WHAT THE TASK REQUIRES:
Answer these questions from the mathematics education course listing:
(a) What is the prerequisite for MAT 559?
(b) Over how many years of mathematics reform efforts does MAT 545 review?
(c) Whose consent does MAT 594 require?

SUPPLIED PASSAGE:
** start **
Problem solving using non-routine strategies. Problems to be representative of several branches of mathematics and mathematically based disciplines.

MAT 545  History of Mathematics Education (3).

Prerequisites: Graduate standing and one year of full time secondary teaching.

Traces the development of the mathematics curriculum K-12 in the United States and internationally, concentrating both on content taught at different stages and the teaching methods employed. Reviews the various mathematics reform efforts over the past 170 years.

MAT 557  Research in Mathematics Education I (3).

Prerequisites: MAT 500 and 15 units of program.

Overview of the current research literature pertaining to mathematics education in elementary and secondary schools. Topics such as mathematical reasoning, communication, problem solving, algebra, and geometry will be discussed and analyzed.

MAT 559  Research in Mathematics Education II (3).

Prerequisite: MAT 557.

Overview of the current research literature pertaining to mathematics education in elementary and secondary schools. Topics such as mathematical reasoning, communication, problem solving, algebra, and geometry will be discussed and analyzed.

MAT 590  Graduate Seminar in Mathematics Education (1-4).

Prerequisites: Possession of a baccalaureate degree and one year of full-time secondary mathematics teaching.

Presentation and discussion of selected topics in Mathematics Education. Repeatable course.

MAT 594  Independent Study (1-4).

Prerequisites: Consent of instructor and department chair.
** end **
(Location annotation dataset excerpts)
** start **
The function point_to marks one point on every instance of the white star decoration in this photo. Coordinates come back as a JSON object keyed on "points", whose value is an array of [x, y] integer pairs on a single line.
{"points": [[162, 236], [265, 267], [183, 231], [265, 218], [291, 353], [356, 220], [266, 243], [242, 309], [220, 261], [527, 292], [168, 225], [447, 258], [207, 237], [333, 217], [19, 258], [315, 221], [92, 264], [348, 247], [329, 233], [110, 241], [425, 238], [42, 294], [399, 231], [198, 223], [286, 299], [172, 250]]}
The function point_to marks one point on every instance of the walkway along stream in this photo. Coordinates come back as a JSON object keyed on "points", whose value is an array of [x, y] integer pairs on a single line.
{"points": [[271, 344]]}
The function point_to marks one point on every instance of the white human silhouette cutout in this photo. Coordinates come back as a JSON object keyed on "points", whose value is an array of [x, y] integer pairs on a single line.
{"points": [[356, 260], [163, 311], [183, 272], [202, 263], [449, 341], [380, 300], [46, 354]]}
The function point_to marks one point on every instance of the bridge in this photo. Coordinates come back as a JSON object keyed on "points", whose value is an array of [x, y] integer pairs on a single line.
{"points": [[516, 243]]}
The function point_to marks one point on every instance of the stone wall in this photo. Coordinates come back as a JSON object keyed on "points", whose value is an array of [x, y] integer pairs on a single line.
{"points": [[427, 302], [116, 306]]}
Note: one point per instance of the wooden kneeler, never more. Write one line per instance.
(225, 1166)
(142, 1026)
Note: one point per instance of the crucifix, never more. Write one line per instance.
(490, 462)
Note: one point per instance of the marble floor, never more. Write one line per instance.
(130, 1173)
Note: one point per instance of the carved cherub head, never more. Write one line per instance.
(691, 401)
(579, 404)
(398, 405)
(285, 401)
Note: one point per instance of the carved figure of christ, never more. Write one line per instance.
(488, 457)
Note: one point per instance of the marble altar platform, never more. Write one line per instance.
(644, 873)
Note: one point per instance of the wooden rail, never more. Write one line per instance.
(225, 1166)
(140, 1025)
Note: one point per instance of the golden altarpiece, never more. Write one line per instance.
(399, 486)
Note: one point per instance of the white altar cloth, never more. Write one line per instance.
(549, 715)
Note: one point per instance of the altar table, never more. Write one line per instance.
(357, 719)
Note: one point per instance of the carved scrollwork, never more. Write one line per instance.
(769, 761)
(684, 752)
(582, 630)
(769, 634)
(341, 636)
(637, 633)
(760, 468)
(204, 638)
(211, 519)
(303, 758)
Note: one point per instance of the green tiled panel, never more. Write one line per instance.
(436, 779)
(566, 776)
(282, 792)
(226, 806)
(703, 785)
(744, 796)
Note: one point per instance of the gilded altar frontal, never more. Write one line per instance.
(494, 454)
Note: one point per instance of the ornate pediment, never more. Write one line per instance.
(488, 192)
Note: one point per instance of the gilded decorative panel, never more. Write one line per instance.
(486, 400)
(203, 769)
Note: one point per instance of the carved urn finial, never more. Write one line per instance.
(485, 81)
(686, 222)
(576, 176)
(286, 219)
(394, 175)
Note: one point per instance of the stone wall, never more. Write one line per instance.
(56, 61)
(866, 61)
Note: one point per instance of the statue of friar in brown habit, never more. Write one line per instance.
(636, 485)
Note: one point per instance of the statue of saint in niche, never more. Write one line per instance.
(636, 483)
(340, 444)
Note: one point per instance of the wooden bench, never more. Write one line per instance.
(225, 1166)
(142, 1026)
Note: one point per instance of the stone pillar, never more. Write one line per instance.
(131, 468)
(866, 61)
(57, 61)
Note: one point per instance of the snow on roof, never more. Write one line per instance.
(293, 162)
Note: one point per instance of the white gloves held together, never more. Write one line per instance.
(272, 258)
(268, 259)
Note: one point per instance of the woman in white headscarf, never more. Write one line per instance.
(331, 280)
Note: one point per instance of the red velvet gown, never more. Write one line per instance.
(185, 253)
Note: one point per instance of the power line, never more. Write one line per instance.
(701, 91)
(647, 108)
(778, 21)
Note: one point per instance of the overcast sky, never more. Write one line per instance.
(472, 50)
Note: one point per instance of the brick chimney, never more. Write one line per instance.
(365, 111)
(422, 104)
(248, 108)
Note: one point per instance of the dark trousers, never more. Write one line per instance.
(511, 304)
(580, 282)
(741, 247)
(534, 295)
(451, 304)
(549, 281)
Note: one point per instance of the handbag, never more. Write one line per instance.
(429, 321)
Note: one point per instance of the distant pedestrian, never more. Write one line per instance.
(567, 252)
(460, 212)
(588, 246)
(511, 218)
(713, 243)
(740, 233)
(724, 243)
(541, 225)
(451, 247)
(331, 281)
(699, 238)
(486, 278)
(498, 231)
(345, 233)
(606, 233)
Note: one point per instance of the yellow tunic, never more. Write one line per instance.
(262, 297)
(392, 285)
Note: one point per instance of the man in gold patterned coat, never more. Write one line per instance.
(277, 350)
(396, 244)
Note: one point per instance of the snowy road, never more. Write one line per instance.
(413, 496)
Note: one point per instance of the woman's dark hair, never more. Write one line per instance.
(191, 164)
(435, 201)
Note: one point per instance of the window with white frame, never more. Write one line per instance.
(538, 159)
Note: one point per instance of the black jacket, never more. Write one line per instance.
** end **
CORRECT RESPONSE:
(a) MAT 557.
(b) The past 170 years.
(c) The instructor and the department chair.